Reading text
== Segment start ==

Most people who got this very rare side effect got it within 14 days of getting the Janssen vaccine.
Symptoms of very rare blood clots
Get urgent medical help and mention your recent vaccination if you:
- are breathless
- have pain in the chest or stomach
- have swelling or coldness in a leg
- get a severe or worsening headache (particularly 3 or more days after the vaccine)
- have blurred vision
- feel confused
- have seizures
- have persistent bleeding under the skin where there was no previous injury
- have many small bruises, reddish or purplish spots, or blood blisters under the skin
Capillary leak syndrome
A very small number of people have experienced capillary leak syndrome after getting the Janssen vaccine.
Capillary leak syndrome is a very rare but serious condition. It can sometimes be fatal.
Do not get the Janssen vaccine if you have previously had capillary leak syndrome.
Get urgent medical attention if you have had a Janssen vaccine in the past few days and you notice:
- rapid swelling of your arms or legs
- sudden weight gain
You may also feel faint due to low blood pressure.
These are symptoms of capillary leak syndrome.
Guillain-Barré syndrome (GBS)
GBS is a rare and serious condition that affects the nerves. Symptoms can range from mild weakness to severe paralysis (being unable to move a part of your body). Most people eventually fully recover even from the most severe symptoms. Some may continue to experience weakness.
Getting GBS after having the Janssen vaccine is very rare. Only a small number of people have reported getting the condition after being vaccinated.
You should know the symptoms to look out for in the weeks after being vaccinated.
Get urgent medical help if you develop:
- double vision or difficulty moving your eyes
- difficulty swallowing, speaking, or chewing
- co-ordination problems and unsteadiness
- difficulty walking
- tingling sensations in your hands and feet
- weakness in your arms, legs, chest or face
- problems with bladder control and bowel movements
Serious side effects
Serious side effects, like a severe allergic reaction, are extremely rare.
Your vaccinator is trained to treat very rare serious allergic reactions. If these happen, it's usually soon after your vaccination. This is why we ask you to wait in the vaccination centre for 15 minutes after you've been vaccinated.
Fever after the vaccine
It’s common to develop a fever (temperature of 38 degrees Celsius or above) after any vaccine. This usually happens within 48 hours of getting the vaccine. It usually goes away within 2 days.

== Segment end ==

Given information
== Segment start ==

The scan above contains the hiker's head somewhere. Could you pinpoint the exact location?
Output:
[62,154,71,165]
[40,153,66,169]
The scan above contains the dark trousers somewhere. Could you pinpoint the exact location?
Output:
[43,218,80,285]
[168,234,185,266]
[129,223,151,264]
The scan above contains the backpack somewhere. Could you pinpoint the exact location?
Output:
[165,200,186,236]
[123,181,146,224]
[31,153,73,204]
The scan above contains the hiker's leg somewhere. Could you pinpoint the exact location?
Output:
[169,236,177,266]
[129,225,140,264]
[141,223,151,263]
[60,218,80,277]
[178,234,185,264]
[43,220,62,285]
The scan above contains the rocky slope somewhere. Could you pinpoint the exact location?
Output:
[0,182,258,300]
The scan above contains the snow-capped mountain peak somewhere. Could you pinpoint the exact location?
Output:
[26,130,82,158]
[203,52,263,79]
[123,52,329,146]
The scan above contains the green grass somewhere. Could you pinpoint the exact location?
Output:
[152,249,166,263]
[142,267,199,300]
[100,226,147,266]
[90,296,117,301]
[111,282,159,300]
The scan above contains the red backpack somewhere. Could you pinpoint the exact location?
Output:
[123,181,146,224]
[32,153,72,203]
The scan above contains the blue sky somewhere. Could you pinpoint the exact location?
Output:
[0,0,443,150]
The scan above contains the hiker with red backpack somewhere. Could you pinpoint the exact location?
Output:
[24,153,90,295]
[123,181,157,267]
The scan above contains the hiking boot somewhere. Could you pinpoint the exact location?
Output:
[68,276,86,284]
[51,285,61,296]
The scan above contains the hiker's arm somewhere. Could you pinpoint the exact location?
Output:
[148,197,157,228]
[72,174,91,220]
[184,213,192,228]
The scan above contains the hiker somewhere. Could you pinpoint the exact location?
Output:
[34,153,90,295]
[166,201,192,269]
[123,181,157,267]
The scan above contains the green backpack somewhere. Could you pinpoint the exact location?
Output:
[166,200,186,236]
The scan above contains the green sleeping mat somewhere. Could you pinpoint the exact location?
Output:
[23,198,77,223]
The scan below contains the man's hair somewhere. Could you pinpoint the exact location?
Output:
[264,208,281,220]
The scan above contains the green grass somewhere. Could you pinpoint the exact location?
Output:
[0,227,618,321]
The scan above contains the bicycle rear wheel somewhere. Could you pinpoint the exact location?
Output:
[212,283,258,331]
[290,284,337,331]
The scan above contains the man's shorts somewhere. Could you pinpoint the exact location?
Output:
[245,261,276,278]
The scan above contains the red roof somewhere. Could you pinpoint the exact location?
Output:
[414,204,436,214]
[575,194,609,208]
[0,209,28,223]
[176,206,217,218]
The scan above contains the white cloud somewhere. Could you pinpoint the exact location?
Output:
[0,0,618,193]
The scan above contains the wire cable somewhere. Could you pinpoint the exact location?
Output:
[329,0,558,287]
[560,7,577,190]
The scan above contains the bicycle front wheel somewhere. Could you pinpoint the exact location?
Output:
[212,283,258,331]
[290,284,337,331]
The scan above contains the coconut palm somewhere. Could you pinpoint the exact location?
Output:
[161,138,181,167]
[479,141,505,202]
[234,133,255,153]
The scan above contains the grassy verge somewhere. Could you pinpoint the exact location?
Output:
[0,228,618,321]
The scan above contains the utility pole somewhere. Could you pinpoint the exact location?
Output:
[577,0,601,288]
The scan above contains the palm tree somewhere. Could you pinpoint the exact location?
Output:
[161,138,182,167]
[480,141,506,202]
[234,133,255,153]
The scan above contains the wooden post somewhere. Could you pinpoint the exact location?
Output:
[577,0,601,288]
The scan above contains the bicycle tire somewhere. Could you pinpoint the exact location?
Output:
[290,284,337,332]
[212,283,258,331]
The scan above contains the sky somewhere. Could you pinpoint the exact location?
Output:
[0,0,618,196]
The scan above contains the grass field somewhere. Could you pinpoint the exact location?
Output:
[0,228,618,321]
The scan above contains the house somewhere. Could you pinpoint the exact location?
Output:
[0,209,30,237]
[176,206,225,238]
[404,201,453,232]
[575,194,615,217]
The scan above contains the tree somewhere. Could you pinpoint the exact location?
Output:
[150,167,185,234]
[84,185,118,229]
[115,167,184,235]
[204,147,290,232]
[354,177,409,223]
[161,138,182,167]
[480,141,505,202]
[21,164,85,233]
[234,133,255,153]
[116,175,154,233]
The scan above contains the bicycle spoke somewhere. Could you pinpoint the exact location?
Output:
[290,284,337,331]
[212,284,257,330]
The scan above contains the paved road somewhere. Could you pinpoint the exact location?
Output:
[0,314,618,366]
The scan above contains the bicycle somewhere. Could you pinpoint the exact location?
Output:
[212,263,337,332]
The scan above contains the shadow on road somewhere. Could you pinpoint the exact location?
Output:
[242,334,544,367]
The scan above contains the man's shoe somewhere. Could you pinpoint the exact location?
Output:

== Segment end ==

What you need to do
(1) In the text on Janssen vaccine side effects, how soon after vaccination does a fever usually develop?
(2) Continue the text on Janssen vaccine side effects after its final sentence.
The records have no connection to the text.

Answers by item
(1) Within 48 hours of getting the vaccine.

(2)
If you feel uncomfortable, take paracetamol or ibuprofen. Follow the instructions on the box or leaflet.
If your fever lasts more than 48 hours or if you are worried, talk to your GP.
If you develop COVID-19 symptoms after your vaccine
COVID-19 vaccines cannot give you COVID-19.
You can get COVID-19 before you get your vaccine and not develop symptoms until after your vaccination.
Self-isolate and phone a GP to arrange a COVID-19 test if you have a fever which:
- starts more than 2 days after you get your vaccine
- lasts longer than 2 days after you get your vaccine
Updates on vaccine side effects
All COVID-19 vaccines have gone through the same clinical trials and safety checks as all other licensed vaccines. But these vaccines are new and information on long-term side effects is limited.
As more people get vaccinated, more information on side effects may become available.
We will update this page with any new information.
Reporting side effects of COVID-19 vaccines
As with all vaccines, you can report suspected side effects to the Health Products Regulatory Authority (HPRA).
There are 2 ways you can report a suspected adverse reaction to a COVID-19 vaccine:
- through the HPRA's online adverse reaction report form
- by emailing or posting this adverse reaction report form to the HPRA (DOCX, 3 pages, 115KB)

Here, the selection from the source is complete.